*Object location annotation data*:
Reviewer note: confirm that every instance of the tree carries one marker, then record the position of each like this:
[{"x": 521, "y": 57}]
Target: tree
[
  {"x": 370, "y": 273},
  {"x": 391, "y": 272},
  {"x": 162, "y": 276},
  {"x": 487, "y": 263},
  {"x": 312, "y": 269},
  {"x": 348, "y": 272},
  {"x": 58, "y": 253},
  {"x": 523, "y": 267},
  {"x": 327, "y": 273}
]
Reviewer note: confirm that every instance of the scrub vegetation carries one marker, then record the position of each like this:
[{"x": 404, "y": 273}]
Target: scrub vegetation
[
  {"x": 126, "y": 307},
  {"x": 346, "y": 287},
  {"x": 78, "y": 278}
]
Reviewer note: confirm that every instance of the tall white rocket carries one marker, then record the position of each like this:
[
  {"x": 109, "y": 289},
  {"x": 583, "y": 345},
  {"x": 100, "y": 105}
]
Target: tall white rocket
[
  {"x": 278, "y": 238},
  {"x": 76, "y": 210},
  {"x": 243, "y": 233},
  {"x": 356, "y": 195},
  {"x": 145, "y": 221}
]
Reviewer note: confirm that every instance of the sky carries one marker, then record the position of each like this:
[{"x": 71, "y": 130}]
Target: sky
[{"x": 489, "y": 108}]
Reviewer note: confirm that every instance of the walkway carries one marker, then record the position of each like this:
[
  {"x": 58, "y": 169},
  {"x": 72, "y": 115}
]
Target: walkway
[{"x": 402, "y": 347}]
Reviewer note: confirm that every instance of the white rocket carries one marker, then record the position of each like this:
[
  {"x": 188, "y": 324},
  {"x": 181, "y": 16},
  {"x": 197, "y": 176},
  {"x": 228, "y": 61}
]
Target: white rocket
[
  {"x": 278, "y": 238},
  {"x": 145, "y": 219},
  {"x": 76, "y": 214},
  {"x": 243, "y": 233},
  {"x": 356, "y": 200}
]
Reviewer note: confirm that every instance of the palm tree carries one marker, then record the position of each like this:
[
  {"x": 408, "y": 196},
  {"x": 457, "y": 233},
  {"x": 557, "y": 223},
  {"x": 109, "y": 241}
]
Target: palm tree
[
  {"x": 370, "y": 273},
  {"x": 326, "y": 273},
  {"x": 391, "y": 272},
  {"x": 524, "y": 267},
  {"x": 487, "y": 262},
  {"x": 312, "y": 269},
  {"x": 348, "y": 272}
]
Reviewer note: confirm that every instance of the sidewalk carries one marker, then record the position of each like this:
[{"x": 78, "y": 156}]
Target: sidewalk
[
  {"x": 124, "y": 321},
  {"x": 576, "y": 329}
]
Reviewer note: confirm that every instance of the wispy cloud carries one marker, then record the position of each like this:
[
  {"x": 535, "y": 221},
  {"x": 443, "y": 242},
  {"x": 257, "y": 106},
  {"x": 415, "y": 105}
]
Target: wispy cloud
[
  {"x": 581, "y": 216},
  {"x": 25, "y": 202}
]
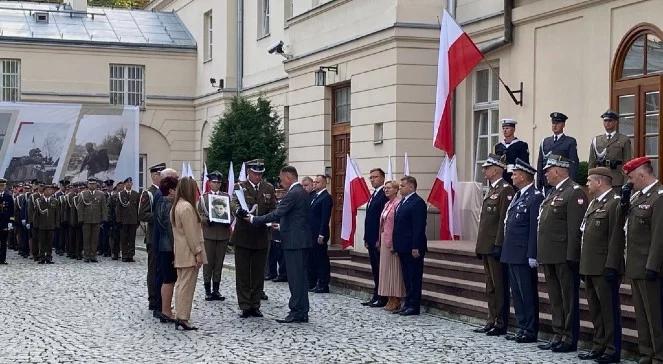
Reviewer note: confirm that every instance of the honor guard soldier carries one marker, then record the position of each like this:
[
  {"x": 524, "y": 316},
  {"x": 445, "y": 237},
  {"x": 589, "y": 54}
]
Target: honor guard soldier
[
  {"x": 511, "y": 147},
  {"x": 216, "y": 237},
  {"x": 251, "y": 241},
  {"x": 558, "y": 251},
  {"x": 644, "y": 255},
  {"x": 489, "y": 245},
  {"x": 611, "y": 149},
  {"x": 47, "y": 217},
  {"x": 145, "y": 216},
  {"x": 519, "y": 252},
  {"x": 6, "y": 218},
  {"x": 127, "y": 217},
  {"x": 91, "y": 213},
  {"x": 557, "y": 144},
  {"x": 601, "y": 264}
]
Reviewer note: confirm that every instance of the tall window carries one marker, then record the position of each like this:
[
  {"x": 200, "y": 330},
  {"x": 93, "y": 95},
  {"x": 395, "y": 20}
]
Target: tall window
[
  {"x": 486, "y": 116},
  {"x": 263, "y": 18},
  {"x": 127, "y": 85},
  {"x": 207, "y": 36},
  {"x": 10, "y": 80},
  {"x": 637, "y": 74}
]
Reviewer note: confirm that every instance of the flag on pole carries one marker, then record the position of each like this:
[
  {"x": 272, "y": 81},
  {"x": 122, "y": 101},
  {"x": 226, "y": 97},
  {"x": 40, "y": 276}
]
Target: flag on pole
[
  {"x": 355, "y": 194},
  {"x": 457, "y": 57},
  {"x": 406, "y": 166},
  {"x": 390, "y": 174},
  {"x": 440, "y": 198},
  {"x": 242, "y": 173}
]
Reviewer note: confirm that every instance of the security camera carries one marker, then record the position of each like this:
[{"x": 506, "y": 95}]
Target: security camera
[{"x": 276, "y": 48}]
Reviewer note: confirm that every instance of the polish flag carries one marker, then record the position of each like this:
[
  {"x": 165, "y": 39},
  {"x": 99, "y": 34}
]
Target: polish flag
[
  {"x": 355, "y": 194},
  {"x": 457, "y": 56}
]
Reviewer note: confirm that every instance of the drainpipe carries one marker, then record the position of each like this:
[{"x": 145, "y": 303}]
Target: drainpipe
[{"x": 240, "y": 45}]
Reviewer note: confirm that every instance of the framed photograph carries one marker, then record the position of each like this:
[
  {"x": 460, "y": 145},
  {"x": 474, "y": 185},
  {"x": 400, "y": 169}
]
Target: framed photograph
[{"x": 219, "y": 208}]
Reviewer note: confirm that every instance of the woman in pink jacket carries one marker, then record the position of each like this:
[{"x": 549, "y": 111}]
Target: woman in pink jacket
[{"x": 189, "y": 249}]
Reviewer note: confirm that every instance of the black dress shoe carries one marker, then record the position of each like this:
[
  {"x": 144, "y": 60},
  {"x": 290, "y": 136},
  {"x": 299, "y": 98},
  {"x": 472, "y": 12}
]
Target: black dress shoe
[
  {"x": 590, "y": 355},
  {"x": 564, "y": 348},
  {"x": 291, "y": 320},
  {"x": 548, "y": 346},
  {"x": 605, "y": 358},
  {"x": 409, "y": 312},
  {"x": 483, "y": 329},
  {"x": 522, "y": 339},
  {"x": 496, "y": 331}
]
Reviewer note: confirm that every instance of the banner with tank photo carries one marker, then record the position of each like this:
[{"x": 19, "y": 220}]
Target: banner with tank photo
[{"x": 52, "y": 142}]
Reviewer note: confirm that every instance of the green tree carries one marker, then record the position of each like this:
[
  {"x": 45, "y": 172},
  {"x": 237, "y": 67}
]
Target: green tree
[{"x": 247, "y": 131}]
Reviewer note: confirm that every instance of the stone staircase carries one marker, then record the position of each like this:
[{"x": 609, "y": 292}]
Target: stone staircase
[{"x": 454, "y": 283}]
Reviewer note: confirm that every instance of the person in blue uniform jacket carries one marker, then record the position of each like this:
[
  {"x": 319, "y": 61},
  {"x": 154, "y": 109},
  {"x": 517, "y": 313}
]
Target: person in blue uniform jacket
[
  {"x": 511, "y": 147},
  {"x": 559, "y": 144},
  {"x": 519, "y": 252}
]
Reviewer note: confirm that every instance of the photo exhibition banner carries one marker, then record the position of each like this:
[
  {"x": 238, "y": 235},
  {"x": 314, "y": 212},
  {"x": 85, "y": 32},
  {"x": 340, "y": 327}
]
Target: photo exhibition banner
[{"x": 52, "y": 142}]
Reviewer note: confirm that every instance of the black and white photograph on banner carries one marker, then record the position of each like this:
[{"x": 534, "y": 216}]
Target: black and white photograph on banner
[
  {"x": 218, "y": 208},
  {"x": 36, "y": 151}
]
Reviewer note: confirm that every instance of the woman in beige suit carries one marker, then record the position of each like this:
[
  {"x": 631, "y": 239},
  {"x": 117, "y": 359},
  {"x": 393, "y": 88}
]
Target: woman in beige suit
[{"x": 189, "y": 249}]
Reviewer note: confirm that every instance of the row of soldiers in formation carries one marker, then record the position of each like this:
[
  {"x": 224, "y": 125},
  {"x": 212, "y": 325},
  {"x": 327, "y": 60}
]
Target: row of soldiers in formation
[
  {"x": 80, "y": 219},
  {"x": 550, "y": 221}
]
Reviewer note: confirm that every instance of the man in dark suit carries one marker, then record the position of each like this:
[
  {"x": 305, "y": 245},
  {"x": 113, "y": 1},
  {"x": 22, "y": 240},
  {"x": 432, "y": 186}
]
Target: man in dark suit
[
  {"x": 372, "y": 233},
  {"x": 321, "y": 207},
  {"x": 519, "y": 251},
  {"x": 292, "y": 213},
  {"x": 557, "y": 144},
  {"x": 410, "y": 242}
]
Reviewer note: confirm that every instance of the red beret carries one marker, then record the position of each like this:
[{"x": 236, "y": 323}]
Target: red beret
[{"x": 634, "y": 163}]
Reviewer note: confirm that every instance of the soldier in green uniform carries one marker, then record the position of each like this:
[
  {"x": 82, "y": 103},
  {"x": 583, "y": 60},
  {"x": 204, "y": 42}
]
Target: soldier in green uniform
[
  {"x": 611, "y": 149},
  {"x": 602, "y": 264},
  {"x": 127, "y": 217},
  {"x": 489, "y": 245},
  {"x": 644, "y": 255},
  {"x": 145, "y": 216},
  {"x": 47, "y": 217},
  {"x": 91, "y": 213},
  {"x": 216, "y": 237},
  {"x": 251, "y": 241},
  {"x": 558, "y": 250}
]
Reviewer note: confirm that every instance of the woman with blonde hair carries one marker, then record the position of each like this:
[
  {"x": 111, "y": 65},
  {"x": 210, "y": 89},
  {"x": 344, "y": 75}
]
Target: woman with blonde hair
[
  {"x": 391, "y": 276},
  {"x": 189, "y": 249}
]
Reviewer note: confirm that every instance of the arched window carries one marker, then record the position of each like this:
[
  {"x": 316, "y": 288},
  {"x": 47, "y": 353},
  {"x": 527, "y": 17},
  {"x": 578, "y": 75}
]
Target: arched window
[{"x": 637, "y": 78}]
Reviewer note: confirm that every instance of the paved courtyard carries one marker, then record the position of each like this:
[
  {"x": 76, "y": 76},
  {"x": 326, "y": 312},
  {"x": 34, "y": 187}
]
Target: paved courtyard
[{"x": 97, "y": 313}]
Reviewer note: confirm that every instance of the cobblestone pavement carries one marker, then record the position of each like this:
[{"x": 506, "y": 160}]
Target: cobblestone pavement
[{"x": 97, "y": 313}]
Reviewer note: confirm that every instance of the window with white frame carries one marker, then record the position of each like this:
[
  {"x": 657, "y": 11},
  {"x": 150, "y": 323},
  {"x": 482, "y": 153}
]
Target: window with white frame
[
  {"x": 207, "y": 36},
  {"x": 127, "y": 84},
  {"x": 10, "y": 80},
  {"x": 263, "y": 18},
  {"x": 486, "y": 116}
]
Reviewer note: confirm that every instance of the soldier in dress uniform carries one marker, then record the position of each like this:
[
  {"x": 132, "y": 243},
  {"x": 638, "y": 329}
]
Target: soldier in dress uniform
[
  {"x": 511, "y": 146},
  {"x": 6, "y": 218},
  {"x": 644, "y": 255},
  {"x": 216, "y": 237},
  {"x": 611, "y": 149},
  {"x": 489, "y": 245},
  {"x": 127, "y": 217},
  {"x": 251, "y": 241},
  {"x": 558, "y": 249},
  {"x": 92, "y": 211},
  {"x": 557, "y": 144},
  {"x": 601, "y": 264},
  {"x": 145, "y": 216},
  {"x": 47, "y": 217}
]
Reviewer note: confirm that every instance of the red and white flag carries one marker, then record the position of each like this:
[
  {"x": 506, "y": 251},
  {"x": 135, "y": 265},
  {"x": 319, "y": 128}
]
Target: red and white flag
[
  {"x": 355, "y": 194},
  {"x": 457, "y": 56}
]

*WHAT YOU HAVE TO DO*:
Retype only the lines running from the line with "dress uniform carries" to the end of the listing, including both of those lines.

*WRITTEN ANSWER*:
Reviewer note: confirm that every instance of the soldier in dress uniform carries one marker, then record the position of each like this:
[
  {"x": 132, "y": 243},
  {"x": 638, "y": 329}
]
Target: soldier in dress uniform
[
  {"x": 511, "y": 146},
  {"x": 6, "y": 218},
  {"x": 644, "y": 255},
  {"x": 216, "y": 237},
  {"x": 611, "y": 149},
  {"x": 489, "y": 245},
  {"x": 127, "y": 217},
  {"x": 251, "y": 241},
  {"x": 558, "y": 249},
  {"x": 92, "y": 211},
  {"x": 557, "y": 144},
  {"x": 601, "y": 264},
  {"x": 145, "y": 216},
  {"x": 47, "y": 217}
]
Reviewer note: confirm that every instance of the red and white flag carries one marker, then record the position of each like this:
[
  {"x": 506, "y": 251},
  {"x": 135, "y": 265},
  {"x": 319, "y": 128}
]
Target: red and white flag
[
  {"x": 355, "y": 194},
  {"x": 457, "y": 56}
]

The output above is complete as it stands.